◆ COSA SI CHIEDE:
a: Rispondi a queste domande sul brano dedicato al romanzo di Keigo:
(i) Come si chiama l'ispettore che indaga sull'omicidio?
(ii) Che attività ha Yosuke Kirihara?
(iii) Quanti anni dura, in pratica, il viaggio raccontato nel libro?
b: Elenca tutti i personaggi del romanzo che il brano dedicato al libro di Keigo chiama per nome.
c: Scrivi il seguito del brano sul romanzo di Keigo, ripartendo dopo la sua ultima frase.

◆ BRANO CITATO:
Keigo, in questo lungo viaggio che in
pratica dura venti anni, si dimostra un emulo giapponese di Dürrenmatt, anche
se con una piccola punta di pessimismo in meno. La difficoltà, comunque, nel
seguire il testo, è data, come accennavo sopra, proprio dalla onomastica
nipponica. Al fine di preservare un testo molto vicino all’originale, si
lasciano le persone indicate con cognome e nome. Solo che, con l’evoluzione dei
personaggi, questi si sposano, si lasciano, si celano sotto nomi fittizi, e
questo è un problema nel seguire la vicenda. L’altro è che molti nomi sono, per
noi occidentali, abbastanza simili, così che ho faticato non poco a capire una
serie di contorni della vicenda. Anche perché Keigo a volte avanza nel tempo,
lasciando la descrizione di cosa avviene nel frattempo a commenti e rimandi. Ed
in questi salti, capita che si incontri di nuovo un personaggio che si era
lasciato un centinaio di pagine prima, e che, per la complessità citata dei
nomi, non sempre si riesce a collegare con quanto avvenuto.
Ricordatevi la citazione dello svizzero e
vediamo come si svolge il libro. Che inizia come un classico giallo. C’è un
morto, Yosuke Kirihara,
ed un ispettore, Sasagaki, che cerca di capire motivi e ragioni dell’omicidio. Kirihara
ha un banco di pegni (siamo nel Giappone degli Anni Settanta), una moglie
giovane, un commesso amante della donna, ed un figlio Ryo. Ha anche una strana
relazione con una bella “donna perduta”, Fumiko, e con la di lei figlia,
Yukiho. Sembra possibile siano coinvolti la moglie e l’amante, ma hanno un
alibi. Sembra coinvolta Fumiko, ed un suo amante. Ma questi muore in un
incidente d’auto e Fumiko anche muore, in un incidente domestico, che potrebbe
anche essere suicidio. Dopo questo attacco sprint (che noi ci si chiede, ma
come andrà avanti per le altre seicento pagine?), Sasagaki scompare, l’indagine
finisce per morte inerziale. Da qui in poi, invece, seguiamo le storie di Ryo e
Yukiho.
Infatti, da qui vediamo l’evoluzione delle
storie dei due, che seguiamo dalla fine delle elementari, alle medie, il liceo,
l’università e poi la vita lavorativa.

[Alcune righe]
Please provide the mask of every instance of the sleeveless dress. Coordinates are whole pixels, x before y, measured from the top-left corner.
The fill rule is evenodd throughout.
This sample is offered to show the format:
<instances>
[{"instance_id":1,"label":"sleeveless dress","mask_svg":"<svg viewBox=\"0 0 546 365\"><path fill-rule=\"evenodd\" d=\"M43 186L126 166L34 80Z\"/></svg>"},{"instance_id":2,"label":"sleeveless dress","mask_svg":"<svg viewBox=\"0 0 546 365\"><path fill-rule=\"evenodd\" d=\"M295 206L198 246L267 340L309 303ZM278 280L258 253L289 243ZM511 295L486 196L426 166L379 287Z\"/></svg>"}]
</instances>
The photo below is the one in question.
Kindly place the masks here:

...

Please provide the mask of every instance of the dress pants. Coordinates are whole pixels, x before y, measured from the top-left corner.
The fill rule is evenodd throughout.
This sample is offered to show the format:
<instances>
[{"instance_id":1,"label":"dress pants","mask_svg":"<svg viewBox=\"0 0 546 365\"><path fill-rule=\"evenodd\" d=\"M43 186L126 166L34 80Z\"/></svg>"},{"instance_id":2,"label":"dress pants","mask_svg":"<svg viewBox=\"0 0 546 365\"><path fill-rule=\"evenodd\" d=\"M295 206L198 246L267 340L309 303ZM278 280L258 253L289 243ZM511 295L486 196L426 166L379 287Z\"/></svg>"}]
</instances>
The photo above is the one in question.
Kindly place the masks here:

◆ COMPITI SVOLTI:
a:
(i) Sasagaki.
(ii) Ha un banco di pegni.
(iii) Venti anni.

b: Yosuke Kirihara, Sasagaki, Ryo, Fumiko, Yukiho.

c:
Ryo è sempre cupo, impenetrabile, diventa un
grande esperto di informatica, ma anche di traffici illegali, tipo copiare il
software dei nascenti videogiochi e rivenderlo a prezzi stracciati. Ovvio che
in tutta questa zona d’ombra, Ryo non possa non entrare in contatto con la
mafia giapponese, la Yakuza. Vivendo in quella zona d’ombra tra il legale e
l’illegale.
Yukiho, invece, viene adottata da una zia
maestra nella cerimonia del thè (molto giapponese), è brillante a scuola a
tutto tondo, bella, ma anche perfida. Non sopporta essere oscurata o messa in
discussione, soprattutto da chi le possa ricordare il suo passato di stenti. Ma
la sua ascesa sociale è costante. Matrimoni, investimenti in borsa, divorzi al
momento giusto, negozi di moda dal promettente avvenire, altri matrimoni.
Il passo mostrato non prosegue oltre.